• PASSAGE TO READ:
—————
Sunset Cemetery — Sunset, Texas

Sunset Cemetery sits just off Highway 287 at the Sunset exit in southeastern Montague County, on Cemetery Road approximately a quarter mile north of the highway. Its GPS coordinates — 33.43670°N, 97.76390°W — are confirmed by BillionGraves and Find A Grave. The cemetery is accessible, active, maintained by an organized Cemetery Association, and formally listed in state historic cemetery records. In a county where many rural burial grounds lack basic documentation, Sunset Cemetery stands out for the depth of what is known about it.

The community it serves has followed a more complicated arc. Sunset was founded in 1870 by settlers from Denton County. Sam Smith opened a grocery store and applied for a post office under the name “Smithville”; postal authorities suggested “Sunset” instead. The community became a functioning market center. It was never served by a railroad, but Highway 287 — the successor to the Chisholm Trail’s general north-south orientation in this part of Texas — positioned it on a significant regional corridor. Sunset thrived through the early 20th century, contracted sharply during the Great Depression and the post-WWII mechanization of agriculture, and formally disincorporated in 2007. The cemetery outlasted the incorporated town. It is still receiving burials.
—————
• DATA:
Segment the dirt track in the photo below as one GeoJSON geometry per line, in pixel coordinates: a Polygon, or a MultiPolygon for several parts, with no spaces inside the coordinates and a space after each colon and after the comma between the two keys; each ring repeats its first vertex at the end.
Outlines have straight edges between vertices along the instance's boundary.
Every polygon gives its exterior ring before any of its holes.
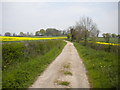
{"type": "Polygon", "coordinates": [[[86,70],[73,43],[67,41],[61,54],[30,88],[90,88],[86,70]]]}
—————
• TASKS FOR THIS EXERCISE:
1. In the passage on Sunset Cemetery, what name did postal authorities suggest in place of "Smithville"?
2. Carry the passage on Sunset Cemetery forward from its last sentence.
The material on this page is separate from the passage on Sunset Cemetery.

• SOLVED TASKS:
1. Sunset

2.
Formal Organization (1894) and Pre-Organization Burials

The formal organization of Sunset Cemetery under the name “Sunset-Beasley Cemetery” occurred in 1894 — confirmed by the Rootsweb transcription, Texas Gravestones Project, and Genealogy Trails. The “Beasley” component of the original name has not been attributed to a specific donor family or individual in available primary sources; it was likely a founding family name that was eventually dropped in favor of the simpler “Sunset” designation.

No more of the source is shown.